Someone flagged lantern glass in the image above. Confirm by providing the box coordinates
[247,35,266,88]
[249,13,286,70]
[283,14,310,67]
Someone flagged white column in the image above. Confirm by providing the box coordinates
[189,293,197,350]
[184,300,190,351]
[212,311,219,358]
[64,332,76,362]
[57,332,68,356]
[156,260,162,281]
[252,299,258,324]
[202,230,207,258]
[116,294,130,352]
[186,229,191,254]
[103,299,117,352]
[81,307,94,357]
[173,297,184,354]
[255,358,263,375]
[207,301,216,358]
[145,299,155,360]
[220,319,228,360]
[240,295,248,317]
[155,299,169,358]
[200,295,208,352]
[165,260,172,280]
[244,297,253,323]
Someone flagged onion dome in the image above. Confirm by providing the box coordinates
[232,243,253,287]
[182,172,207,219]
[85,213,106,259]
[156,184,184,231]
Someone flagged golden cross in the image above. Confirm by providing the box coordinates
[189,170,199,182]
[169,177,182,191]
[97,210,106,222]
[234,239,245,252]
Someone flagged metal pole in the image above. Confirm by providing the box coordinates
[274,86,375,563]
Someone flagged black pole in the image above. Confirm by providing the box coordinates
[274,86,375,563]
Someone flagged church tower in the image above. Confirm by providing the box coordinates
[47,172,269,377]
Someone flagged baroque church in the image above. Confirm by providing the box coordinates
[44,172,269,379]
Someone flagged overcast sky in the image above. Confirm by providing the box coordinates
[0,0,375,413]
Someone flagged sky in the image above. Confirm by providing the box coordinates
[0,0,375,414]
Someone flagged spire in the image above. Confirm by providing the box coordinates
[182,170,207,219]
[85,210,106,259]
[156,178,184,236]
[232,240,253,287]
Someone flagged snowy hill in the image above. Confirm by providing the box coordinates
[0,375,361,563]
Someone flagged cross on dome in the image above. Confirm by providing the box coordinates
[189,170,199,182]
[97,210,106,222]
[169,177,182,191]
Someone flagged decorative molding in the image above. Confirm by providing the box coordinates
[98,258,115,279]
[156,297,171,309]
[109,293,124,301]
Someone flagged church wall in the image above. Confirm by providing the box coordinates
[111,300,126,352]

...

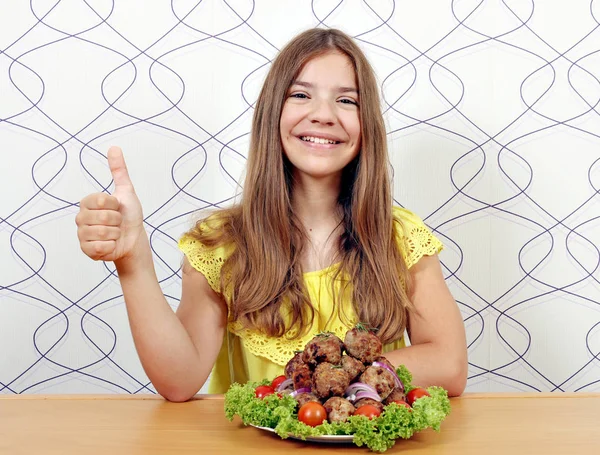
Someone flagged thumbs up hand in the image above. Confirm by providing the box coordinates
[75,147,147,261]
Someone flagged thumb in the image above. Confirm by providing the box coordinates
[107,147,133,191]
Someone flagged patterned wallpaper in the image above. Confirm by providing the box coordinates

Instructions to follow: How many lines in the records above contain the word "cross"? Reply with the number alone.

Result of the task: 2